::: RECORDS TO PROCESS :::

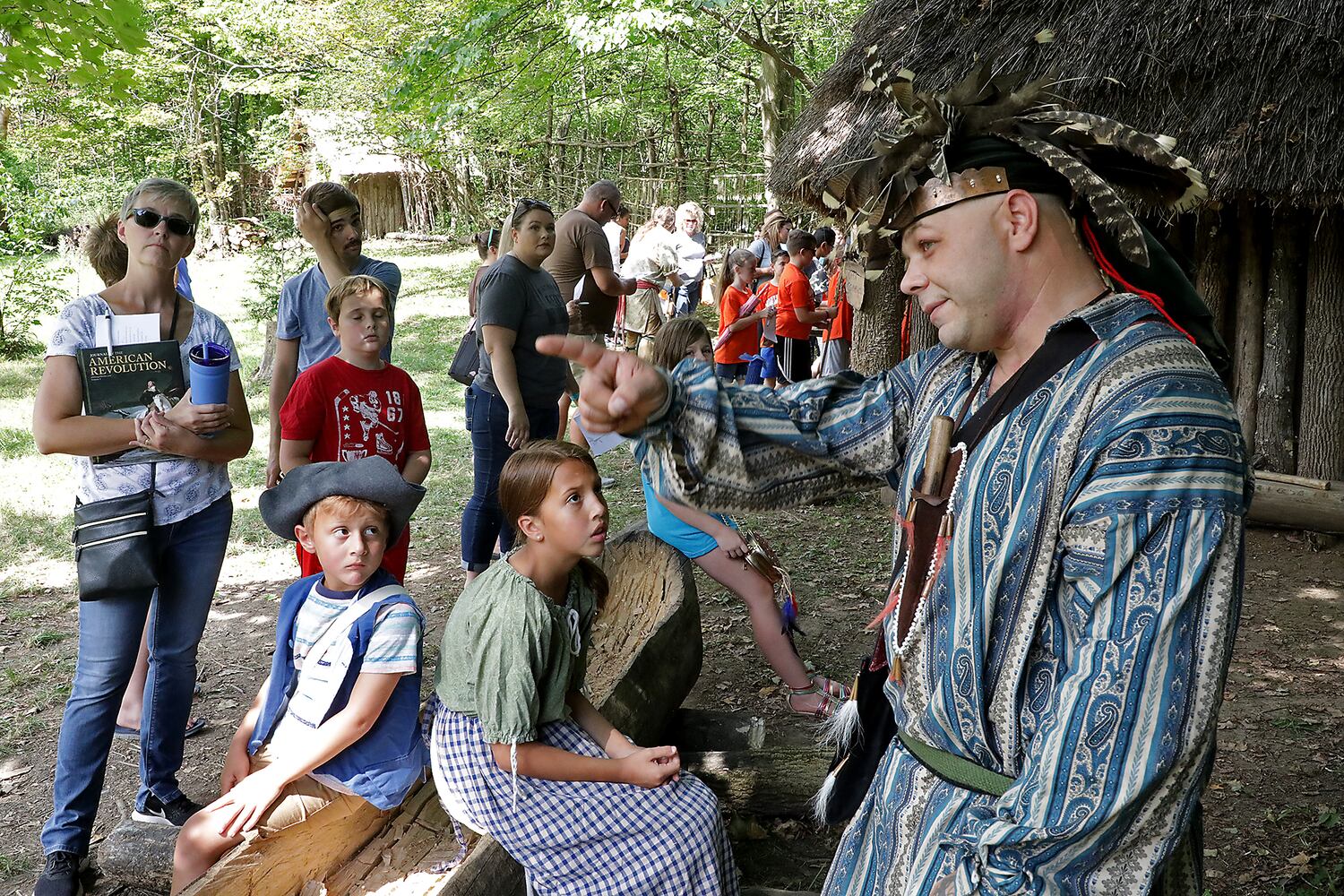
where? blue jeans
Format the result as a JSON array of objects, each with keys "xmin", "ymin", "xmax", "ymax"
[
  {"xmin": 42, "ymin": 495, "xmax": 234, "ymax": 856},
  {"xmin": 462, "ymin": 385, "xmax": 561, "ymax": 573}
]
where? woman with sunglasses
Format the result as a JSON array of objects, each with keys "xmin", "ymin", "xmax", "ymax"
[
  {"xmin": 32, "ymin": 178, "xmax": 253, "ymax": 896},
  {"xmin": 462, "ymin": 199, "xmax": 578, "ymax": 582}
]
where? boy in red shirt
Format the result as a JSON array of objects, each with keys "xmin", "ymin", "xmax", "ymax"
[
  {"xmin": 280, "ymin": 275, "xmax": 430, "ymax": 582},
  {"xmin": 774, "ymin": 229, "xmax": 838, "ymax": 383},
  {"xmin": 822, "ymin": 237, "xmax": 854, "ymax": 376}
]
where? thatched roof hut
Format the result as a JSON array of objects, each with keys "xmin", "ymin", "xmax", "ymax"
[
  {"xmin": 771, "ymin": 0, "xmax": 1344, "ymax": 208},
  {"xmin": 771, "ymin": 0, "xmax": 1344, "ymax": 491}
]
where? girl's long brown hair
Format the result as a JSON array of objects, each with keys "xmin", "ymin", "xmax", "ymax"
[
  {"xmin": 719, "ymin": 248, "xmax": 755, "ymax": 308},
  {"xmin": 499, "ymin": 440, "xmax": 610, "ymax": 607},
  {"xmin": 650, "ymin": 317, "xmax": 714, "ymax": 371}
]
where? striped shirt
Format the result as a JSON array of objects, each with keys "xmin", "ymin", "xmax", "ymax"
[
  {"xmin": 295, "ymin": 578, "xmax": 421, "ymax": 675},
  {"xmin": 642, "ymin": 294, "xmax": 1253, "ymax": 896}
]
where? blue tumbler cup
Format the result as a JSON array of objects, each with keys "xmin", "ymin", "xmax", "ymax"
[{"xmin": 188, "ymin": 342, "xmax": 230, "ymax": 404}]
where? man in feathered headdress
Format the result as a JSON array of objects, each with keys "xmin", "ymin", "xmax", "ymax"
[{"xmin": 539, "ymin": 67, "xmax": 1249, "ymax": 896}]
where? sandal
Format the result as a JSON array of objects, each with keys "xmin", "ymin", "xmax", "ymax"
[
  {"xmin": 784, "ymin": 675, "xmax": 849, "ymax": 720},
  {"xmin": 112, "ymin": 716, "xmax": 210, "ymax": 745}
]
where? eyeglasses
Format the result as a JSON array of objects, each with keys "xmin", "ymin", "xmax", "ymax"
[{"xmin": 131, "ymin": 208, "xmax": 196, "ymax": 237}]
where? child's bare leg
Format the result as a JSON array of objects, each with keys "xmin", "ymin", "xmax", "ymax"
[
  {"xmin": 695, "ymin": 548, "xmax": 823, "ymax": 712},
  {"xmin": 117, "ymin": 619, "xmax": 152, "ymax": 731},
  {"xmin": 171, "ymin": 810, "xmax": 244, "ymax": 896}
]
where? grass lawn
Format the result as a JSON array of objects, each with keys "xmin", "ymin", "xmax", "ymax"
[{"xmin": 0, "ymin": 243, "xmax": 1344, "ymax": 896}]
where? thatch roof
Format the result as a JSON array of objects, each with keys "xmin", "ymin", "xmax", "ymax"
[{"xmin": 771, "ymin": 0, "xmax": 1344, "ymax": 210}]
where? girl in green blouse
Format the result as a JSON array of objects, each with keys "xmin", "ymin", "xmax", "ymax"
[{"xmin": 430, "ymin": 441, "xmax": 738, "ymax": 896}]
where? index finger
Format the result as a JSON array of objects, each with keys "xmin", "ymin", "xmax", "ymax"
[{"xmin": 537, "ymin": 336, "xmax": 607, "ymax": 366}]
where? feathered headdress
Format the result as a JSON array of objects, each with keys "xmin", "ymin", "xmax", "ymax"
[
  {"xmin": 820, "ymin": 61, "xmax": 1207, "ymax": 278},
  {"xmin": 809, "ymin": 59, "xmax": 1231, "ymax": 379}
]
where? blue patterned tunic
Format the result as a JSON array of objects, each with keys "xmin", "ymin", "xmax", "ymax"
[{"xmin": 642, "ymin": 294, "xmax": 1252, "ymax": 896}]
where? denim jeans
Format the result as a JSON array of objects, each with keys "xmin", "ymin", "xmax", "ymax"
[
  {"xmin": 462, "ymin": 385, "xmax": 561, "ymax": 573},
  {"xmin": 42, "ymin": 495, "xmax": 234, "ymax": 856}
]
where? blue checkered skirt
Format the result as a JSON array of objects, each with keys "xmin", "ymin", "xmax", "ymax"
[{"xmin": 430, "ymin": 700, "xmax": 738, "ymax": 896}]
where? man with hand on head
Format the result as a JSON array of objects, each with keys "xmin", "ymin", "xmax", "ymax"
[
  {"xmin": 538, "ymin": 68, "xmax": 1252, "ymax": 896},
  {"xmin": 266, "ymin": 181, "xmax": 402, "ymax": 489},
  {"xmin": 542, "ymin": 180, "xmax": 639, "ymax": 447}
]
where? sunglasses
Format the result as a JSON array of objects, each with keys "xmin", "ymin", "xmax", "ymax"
[
  {"xmin": 518, "ymin": 199, "xmax": 551, "ymax": 212},
  {"xmin": 131, "ymin": 208, "xmax": 196, "ymax": 237}
]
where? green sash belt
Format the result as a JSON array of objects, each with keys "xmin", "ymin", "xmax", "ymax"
[{"xmin": 897, "ymin": 731, "xmax": 1015, "ymax": 797}]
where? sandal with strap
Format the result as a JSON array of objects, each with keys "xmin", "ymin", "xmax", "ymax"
[{"xmin": 784, "ymin": 675, "xmax": 849, "ymax": 720}]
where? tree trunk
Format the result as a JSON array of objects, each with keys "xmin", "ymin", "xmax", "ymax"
[
  {"xmin": 1255, "ymin": 207, "xmax": 1303, "ymax": 473},
  {"xmin": 1233, "ymin": 199, "xmax": 1265, "ymax": 444},
  {"xmin": 1195, "ymin": 202, "xmax": 1236, "ymax": 339},
  {"xmin": 846, "ymin": 259, "xmax": 905, "ymax": 376},
  {"xmin": 1297, "ymin": 208, "xmax": 1344, "ymax": 479},
  {"xmin": 761, "ymin": 11, "xmax": 793, "ymax": 208}
]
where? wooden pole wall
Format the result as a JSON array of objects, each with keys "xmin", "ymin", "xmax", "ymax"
[
  {"xmin": 1255, "ymin": 208, "xmax": 1305, "ymax": 473},
  {"xmin": 1297, "ymin": 207, "xmax": 1344, "ymax": 479},
  {"xmin": 1233, "ymin": 199, "xmax": 1265, "ymax": 444}
]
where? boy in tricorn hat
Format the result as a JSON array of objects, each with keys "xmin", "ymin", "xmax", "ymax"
[{"xmin": 172, "ymin": 457, "xmax": 429, "ymax": 893}]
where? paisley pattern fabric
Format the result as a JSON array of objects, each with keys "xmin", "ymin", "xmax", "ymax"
[{"xmin": 642, "ymin": 294, "xmax": 1253, "ymax": 896}]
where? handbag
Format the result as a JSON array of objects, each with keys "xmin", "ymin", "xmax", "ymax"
[
  {"xmin": 70, "ymin": 463, "xmax": 159, "ymax": 600},
  {"xmin": 448, "ymin": 317, "xmax": 481, "ymax": 385}
]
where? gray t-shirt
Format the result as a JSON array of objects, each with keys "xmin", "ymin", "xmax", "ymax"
[
  {"xmin": 475, "ymin": 255, "xmax": 570, "ymax": 407},
  {"xmin": 276, "ymin": 255, "xmax": 402, "ymax": 374}
]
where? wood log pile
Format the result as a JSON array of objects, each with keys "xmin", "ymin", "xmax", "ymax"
[{"xmin": 196, "ymin": 218, "xmax": 269, "ymax": 255}]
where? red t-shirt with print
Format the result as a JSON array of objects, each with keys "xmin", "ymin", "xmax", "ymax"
[
  {"xmin": 280, "ymin": 355, "xmax": 429, "ymax": 582},
  {"xmin": 774, "ymin": 262, "xmax": 816, "ymax": 339}
]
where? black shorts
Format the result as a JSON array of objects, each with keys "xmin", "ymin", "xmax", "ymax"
[
  {"xmin": 776, "ymin": 336, "xmax": 812, "ymax": 383},
  {"xmin": 714, "ymin": 361, "xmax": 747, "ymax": 380}
]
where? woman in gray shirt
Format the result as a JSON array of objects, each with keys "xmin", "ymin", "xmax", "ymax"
[{"xmin": 462, "ymin": 199, "xmax": 578, "ymax": 582}]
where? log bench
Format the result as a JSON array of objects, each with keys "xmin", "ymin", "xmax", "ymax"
[{"xmin": 99, "ymin": 530, "xmax": 703, "ymax": 896}]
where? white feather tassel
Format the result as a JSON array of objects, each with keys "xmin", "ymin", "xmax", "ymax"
[
  {"xmin": 817, "ymin": 697, "xmax": 859, "ymax": 754},
  {"xmin": 812, "ymin": 771, "xmax": 836, "ymax": 825}
]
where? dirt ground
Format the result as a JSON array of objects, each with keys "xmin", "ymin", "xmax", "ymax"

:::

Copy the lines of the records exactly, from the line containing "where? white feather tassel" through the last line of the records, inclusive.

where? white feather tassel
Format the result as a JSON array of objects, each with keys "xmin", "ymin", "xmax", "ymax"
[
  {"xmin": 817, "ymin": 697, "xmax": 859, "ymax": 754},
  {"xmin": 812, "ymin": 771, "xmax": 836, "ymax": 825}
]
where? dirt ground
Format the result as a JSON array of objects, each with keys "xmin", "ymin", "xmax", "ymax"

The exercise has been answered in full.